### Tarea 1
Reproduce del texto sobre el confinamiento en Wuhan el fragmento que empieza en las palabras "Además, eran los" y acaba después de "con los wuhaneses.".
### Tarea 2
Escribe la continuación del texto sobre el confinamiento en Wuhan a partir de su última frase.

### Texto mostrado
____

Además, eran los primeros en enfrentarse a un virus nuevo que se cebó con ellos, sin apenas experiencias previas más que la del Síndrome Respiratorio Agudo y Grave (SARS), otra enfermedad causada también por un coronavirus que había afectado a China en 2003.
"La gente no tenía información, no sabía qué era exactamente el virus ni cómo se podía contraer y eso generó mucha ansiedad", explica la psicóloga Li Geng, que trabajó sin descanso voluntariamente durante el confinamiento con los wuhaneses.
"Era como enfrentarse a algo invisible e impredecible, no sabíamos si de repente nos íbamos a contagiar todos o si algún día podríamos salir de casa", afirma Yu Xingwen, una joven estudiante de Medicina que pasó el confinamiento con su familia en el piso 23 de una de las miles de torres de viviendas que pueblan Wuhan.

____

[Registros de un conjunto de datos]
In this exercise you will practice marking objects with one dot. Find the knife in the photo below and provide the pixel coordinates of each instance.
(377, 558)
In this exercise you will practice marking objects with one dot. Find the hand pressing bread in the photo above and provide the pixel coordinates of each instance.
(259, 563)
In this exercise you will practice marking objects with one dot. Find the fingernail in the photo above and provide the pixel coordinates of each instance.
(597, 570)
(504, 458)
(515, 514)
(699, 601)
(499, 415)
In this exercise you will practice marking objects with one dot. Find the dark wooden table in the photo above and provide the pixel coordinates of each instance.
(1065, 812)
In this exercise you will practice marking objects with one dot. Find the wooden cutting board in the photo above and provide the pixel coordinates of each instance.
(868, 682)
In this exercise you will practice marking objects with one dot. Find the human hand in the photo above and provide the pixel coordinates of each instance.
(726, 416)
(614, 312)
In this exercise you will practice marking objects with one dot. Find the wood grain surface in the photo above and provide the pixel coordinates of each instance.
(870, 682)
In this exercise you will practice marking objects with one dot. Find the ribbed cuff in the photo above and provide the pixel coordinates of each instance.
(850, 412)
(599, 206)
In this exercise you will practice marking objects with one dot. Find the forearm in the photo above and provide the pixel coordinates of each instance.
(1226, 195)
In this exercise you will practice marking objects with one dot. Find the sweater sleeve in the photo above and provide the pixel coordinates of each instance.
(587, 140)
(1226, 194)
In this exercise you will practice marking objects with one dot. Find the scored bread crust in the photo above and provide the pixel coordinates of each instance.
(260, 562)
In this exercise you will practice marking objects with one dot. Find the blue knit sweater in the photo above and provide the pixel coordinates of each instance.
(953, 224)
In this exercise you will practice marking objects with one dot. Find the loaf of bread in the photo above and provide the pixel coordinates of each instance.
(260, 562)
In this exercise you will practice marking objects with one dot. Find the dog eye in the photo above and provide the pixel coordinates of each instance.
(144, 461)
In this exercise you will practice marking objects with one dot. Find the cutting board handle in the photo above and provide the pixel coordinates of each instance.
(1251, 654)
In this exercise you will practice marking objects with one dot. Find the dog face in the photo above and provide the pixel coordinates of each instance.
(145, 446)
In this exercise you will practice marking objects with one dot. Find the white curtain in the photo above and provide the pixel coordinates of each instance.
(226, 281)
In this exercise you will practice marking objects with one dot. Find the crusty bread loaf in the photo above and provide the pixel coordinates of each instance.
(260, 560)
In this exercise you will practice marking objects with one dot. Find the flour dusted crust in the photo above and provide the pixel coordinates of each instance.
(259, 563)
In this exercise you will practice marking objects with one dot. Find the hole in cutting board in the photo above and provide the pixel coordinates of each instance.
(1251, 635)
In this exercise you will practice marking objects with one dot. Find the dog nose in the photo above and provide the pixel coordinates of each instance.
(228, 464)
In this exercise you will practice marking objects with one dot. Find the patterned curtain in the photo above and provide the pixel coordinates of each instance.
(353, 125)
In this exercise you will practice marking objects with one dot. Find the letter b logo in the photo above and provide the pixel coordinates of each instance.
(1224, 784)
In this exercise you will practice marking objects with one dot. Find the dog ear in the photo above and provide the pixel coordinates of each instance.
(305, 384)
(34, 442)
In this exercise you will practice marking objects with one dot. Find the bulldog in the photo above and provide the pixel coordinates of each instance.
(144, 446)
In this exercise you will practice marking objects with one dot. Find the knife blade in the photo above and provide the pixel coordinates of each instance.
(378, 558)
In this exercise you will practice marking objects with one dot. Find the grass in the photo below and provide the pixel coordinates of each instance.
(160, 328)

____

### Respuesta 1
Además, eran los primeros en enfrentarse a un virus nuevo que se cebó con ellos, sin apenas experiencias previas más que la del Síndrome Respiratorio Agudo y Grave (SARS), otra enfermedad causada también por un coronavirus que había afectado a China en 2003.
"La gente no tenía información, no sabía qué era exactamente el virus ni cómo se podía contraer y eso generó mucha ansiedad", explica la psicóloga Li Geng, que trabajó sin descanso voluntariamente durante el confinamiento con los wuhaneses.

### Respuesta 2
Entre los que contraían el COVID-19, el problema era otro, explica la psicóloga Li: "tenían miedo a la muerte o a las secuelas que podía dejar la enfermedad, desconocidas entonces, algunas todavía ahora".
Cuando uno está ingresado en un hospital, al menos cuenta con la compañía del personal sanitario y la confianza de saberse en manos de profesionales, pero cuando se está solo en casa o -en el mejor de los casos- con familiares, cualquier síntoma extraño se convierte en una alerta inquietante.
"Mi padre murió solo en su casa, no culpo a nadie, no había camas en los hospitales y cada día venía un médico a verle, se desvivieron para atenderle pero era mayor y no pudo ser", relata Wei Douyong (nombre ficticio), de 45 años, una de las pocas personas que se atrevieron a detallar el sufrimiento de aquellos terribles días.
La madre de Wei había fallecido dos años atrás y su padre, de 78 años, vivía solo en un apartamento de Wuhan, aunque el hijo buscaba una solución habitacional alternativa desde hace meses.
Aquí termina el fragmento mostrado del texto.